The task
Write out all of the rows below word for word.

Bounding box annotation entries
○ ○ ○ ○

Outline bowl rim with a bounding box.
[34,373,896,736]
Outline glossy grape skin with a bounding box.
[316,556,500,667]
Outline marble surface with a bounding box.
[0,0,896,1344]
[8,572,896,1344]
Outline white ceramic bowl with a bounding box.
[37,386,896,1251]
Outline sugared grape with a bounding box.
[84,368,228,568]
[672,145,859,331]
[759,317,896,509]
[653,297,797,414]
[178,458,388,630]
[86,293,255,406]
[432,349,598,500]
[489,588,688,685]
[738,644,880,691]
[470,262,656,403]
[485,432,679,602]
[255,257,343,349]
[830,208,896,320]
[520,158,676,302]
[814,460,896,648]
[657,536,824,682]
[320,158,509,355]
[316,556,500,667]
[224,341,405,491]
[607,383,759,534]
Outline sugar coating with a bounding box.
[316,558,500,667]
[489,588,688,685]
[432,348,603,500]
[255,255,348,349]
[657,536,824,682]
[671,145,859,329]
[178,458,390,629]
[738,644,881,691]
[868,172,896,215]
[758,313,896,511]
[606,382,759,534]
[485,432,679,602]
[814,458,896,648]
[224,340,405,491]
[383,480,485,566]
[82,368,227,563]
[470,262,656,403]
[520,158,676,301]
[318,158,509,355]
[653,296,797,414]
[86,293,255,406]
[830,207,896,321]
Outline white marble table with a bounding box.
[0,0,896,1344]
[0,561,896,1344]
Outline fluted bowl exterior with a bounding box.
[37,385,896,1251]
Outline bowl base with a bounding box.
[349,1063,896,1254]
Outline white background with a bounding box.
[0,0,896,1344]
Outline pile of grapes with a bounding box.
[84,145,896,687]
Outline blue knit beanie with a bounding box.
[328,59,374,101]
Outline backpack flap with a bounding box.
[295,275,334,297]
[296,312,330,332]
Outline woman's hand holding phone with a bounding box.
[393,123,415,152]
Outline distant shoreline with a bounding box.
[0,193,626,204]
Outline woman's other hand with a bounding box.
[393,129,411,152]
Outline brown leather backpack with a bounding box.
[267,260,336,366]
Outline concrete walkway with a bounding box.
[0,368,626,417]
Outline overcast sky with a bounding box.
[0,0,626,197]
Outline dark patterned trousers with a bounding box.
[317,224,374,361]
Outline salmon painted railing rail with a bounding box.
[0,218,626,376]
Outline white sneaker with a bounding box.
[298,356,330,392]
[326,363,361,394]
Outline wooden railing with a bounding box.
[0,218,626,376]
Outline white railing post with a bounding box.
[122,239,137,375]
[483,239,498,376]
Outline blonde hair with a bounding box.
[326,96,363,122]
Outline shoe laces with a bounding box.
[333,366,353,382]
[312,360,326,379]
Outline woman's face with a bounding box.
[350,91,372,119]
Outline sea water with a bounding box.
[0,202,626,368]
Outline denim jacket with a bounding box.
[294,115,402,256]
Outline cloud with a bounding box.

○ ○ ○ ○

Problem solution
Outline bowl rim with a bounding box.
[34,373,896,736]
Outline glossy grape skin with a bounding box.
[316,556,500,667]
Outline marble surface with a bounding box.
[0,0,896,1344]
[8,572,896,1344]
Outline white ceramic bowl with a bounding box.
[37,386,896,1251]
Outline sugared grape with a bounding box.
[84,368,228,568]
[672,145,859,331]
[759,317,896,509]
[653,297,797,414]
[178,458,388,630]
[86,293,255,406]
[432,349,598,500]
[489,588,688,685]
[738,644,880,691]
[470,262,656,403]
[485,432,679,602]
[255,257,343,349]
[830,208,896,320]
[520,158,676,302]
[814,460,896,648]
[657,536,824,682]
[320,158,509,355]
[316,556,500,667]
[224,341,405,491]
[607,383,759,534]
Outline sugar coating with a bounding box.
[316,558,500,667]
[489,588,688,685]
[432,348,603,500]
[255,255,348,349]
[657,536,824,682]
[671,145,859,329]
[178,458,390,629]
[738,644,881,691]
[868,172,896,215]
[758,313,896,511]
[606,382,759,534]
[485,432,679,602]
[814,458,896,648]
[224,340,405,491]
[383,480,485,566]
[82,368,227,563]
[470,262,656,403]
[520,158,676,301]
[318,158,509,355]
[653,296,797,414]
[86,293,255,406]
[830,207,896,321]
Outline white marble table with a bounding box.
[0,0,896,1344]
[0,561,896,1344]
Outline fluted bowl exterior with a bounding box.
[37,385,896,1251]
Outline bowl base with a bounding box.
[349,1063,896,1254]
Outline white background with a bounding box.
[0,0,896,1344]
Outline pile of grapes with a bounding box.
[84,145,896,687]
Outline blue knit beanie with a bounding box.
[328,59,374,101]
Outline backpack flap with a bounding box.
[295,275,334,297]
[296,312,330,332]
Outline woman's hand holding phone with a bounding box.
[393,123,415,152]
Outline distant shoreline with a bounding box.
[0,193,626,204]
Outline woman's other hand with a bounding box.
[393,129,411,152]
Outline brown leather backpack with a bounding box.
[267,260,336,366]
Outline concrete walkway with a bounding box.
[0,368,626,417]
Outline overcast sky with a bounding box.
[0,0,626,197]
Outline dark patterned trousers with a bounding box.
[317,224,374,361]
Outline salmon painted railing rail with a bounding box.
[0,218,626,376]
Outline white sneaker with a bounding box.
[298,356,330,392]
[326,363,361,394]
Outline wooden railing with a bounding box.
[0,218,626,376]
Outline white railing post with a bounding box.
[122,239,137,375]
[483,239,498,376]
Outline blonde hair with a bounding box.
[326,96,363,122]
Outline shoe laces with a bounding box.
[333,366,353,382]
[312,360,326,379]
Outline woman's face with a bounding box.
[350,91,372,119]
Outline sea water with a bounding box.
[0,202,626,368]
Outline denim jacket with a bounding box.
[294,115,402,256]
Outline cloud with a bounding box.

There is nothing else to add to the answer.